ポーラ美術館:シンコペーション 世紀の巨匠たちと現代アート展へ

2019年8月10日から箱根にあるポーラ美術館でスタートしたのが、ポーラ美術館所有の名画と現代アーティストを並べ、共鳴・共振させようという画期的な試みともいえる展示「シンコペーション 世紀の巨匠たちと現代アート展」。

今回は特別に前日にアーティストを招いて行われる特別な発表会にお邪魔させていただきました。現代に生きるアーティストから直接作品をレクチャーしてもらえるという素晴らしい機会でして、より深く作品を知ることができたのでした。

クロード・モネ《睡蓮》(1907)

もともとポーラ美術館が所有する作品は世界的にも有名なものが多く、たとえば今回のシンコペーションの最初に出会う作品「クロード・モネの睡蓮」と円形プールの水面にゆっくりと浮遊する白いボウル同士がぶつかることで偶発的に奏でられる音が印象的なセレスト・ブルシエ=ムジュノの作品を「類似させたモチーフ」として対比させて見せるという。

セレスト・ブルシエ=ムジュノ 《クリナメン v.7》 (2019)
©Céleste Boursier-Mougenot

巨匠の作品と現代アート作品の共通点を観覧者に気付かせるという視点はとても新しくて、楽しい。そして何とも贅沢な体験です。

オリヴァー・ビア《悪魔たち》(部分)
2017年 フォーリンデン美術館蔵(ワッセナー、 オランダ)
©Oliver beer

また美術館所有の東洋陶磁と並べられて展開されるのは、世界中の焼き物ひとつひとつにマイクを仕込み、器にかすかに響く音色をオーケストラのように見立てて即興音楽を作り上げる、オリヴァー・ビアの作品。

## 記録データ
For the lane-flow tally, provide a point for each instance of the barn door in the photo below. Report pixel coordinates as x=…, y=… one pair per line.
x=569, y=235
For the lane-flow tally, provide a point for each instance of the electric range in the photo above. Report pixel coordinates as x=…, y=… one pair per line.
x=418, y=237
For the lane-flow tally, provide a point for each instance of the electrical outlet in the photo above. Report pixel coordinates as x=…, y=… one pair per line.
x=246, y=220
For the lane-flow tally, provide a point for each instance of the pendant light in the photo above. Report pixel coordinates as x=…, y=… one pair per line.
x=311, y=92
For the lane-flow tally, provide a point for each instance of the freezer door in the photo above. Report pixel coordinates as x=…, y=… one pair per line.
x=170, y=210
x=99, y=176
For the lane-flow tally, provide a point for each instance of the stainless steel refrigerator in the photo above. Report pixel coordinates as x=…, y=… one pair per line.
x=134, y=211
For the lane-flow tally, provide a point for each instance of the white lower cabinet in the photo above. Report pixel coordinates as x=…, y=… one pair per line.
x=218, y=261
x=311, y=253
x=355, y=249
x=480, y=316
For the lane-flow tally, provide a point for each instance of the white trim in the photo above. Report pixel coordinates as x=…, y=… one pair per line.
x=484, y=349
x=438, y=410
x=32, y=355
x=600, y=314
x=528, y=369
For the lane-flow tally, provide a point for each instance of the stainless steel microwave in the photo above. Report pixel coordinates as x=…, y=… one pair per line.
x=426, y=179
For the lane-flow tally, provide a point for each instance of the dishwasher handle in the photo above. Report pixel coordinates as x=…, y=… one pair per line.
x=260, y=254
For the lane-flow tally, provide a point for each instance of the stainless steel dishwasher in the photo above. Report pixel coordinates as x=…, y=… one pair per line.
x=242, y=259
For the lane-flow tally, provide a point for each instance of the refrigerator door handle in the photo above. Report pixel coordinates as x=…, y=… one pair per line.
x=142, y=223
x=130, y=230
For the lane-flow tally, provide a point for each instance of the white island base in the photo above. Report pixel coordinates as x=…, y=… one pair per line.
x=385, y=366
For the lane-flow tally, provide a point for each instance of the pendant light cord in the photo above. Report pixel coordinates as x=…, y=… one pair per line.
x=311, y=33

## 課題
• a. 本文によると、セレスト・ブルシエ=ムジュノの作品ではどのようにして音が生まれるのか、1〜3文で説明してください。
• b. 本文に作品とともに名前が挙がっているアーティストを、すべて挙げてください。

## 解答
• a. 円形プールの水面にゆっくりと浮遊する白いボウル同士がぶつかることで、音が偶発的に奏でられます。

• b. クロード・モネ、セレスト・ブルシエ=ムジュノ、オリヴァー・ビア